• TASK TO CARRY OUT:
Collect each line of the data below that contains the string "group", treating uppercase and lowercase as different.
★ ★ ★ ★ ★
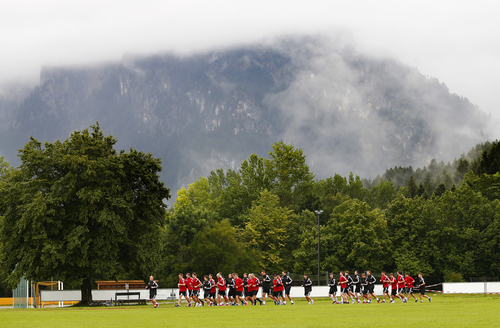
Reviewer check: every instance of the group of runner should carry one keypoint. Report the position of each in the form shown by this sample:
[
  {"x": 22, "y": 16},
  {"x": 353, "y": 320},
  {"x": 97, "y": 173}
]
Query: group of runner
[
  {"x": 362, "y": 287},
  {"x": 235, "y": 291},
  {"x": 243, "y": 290}
]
★ ★ ★ ★ ★
• THE RESPONSE:
Reviewer check: every instance of the group of runner should carry one keypoint. Report the position of each in the form shown by this sample:
Query: group of runner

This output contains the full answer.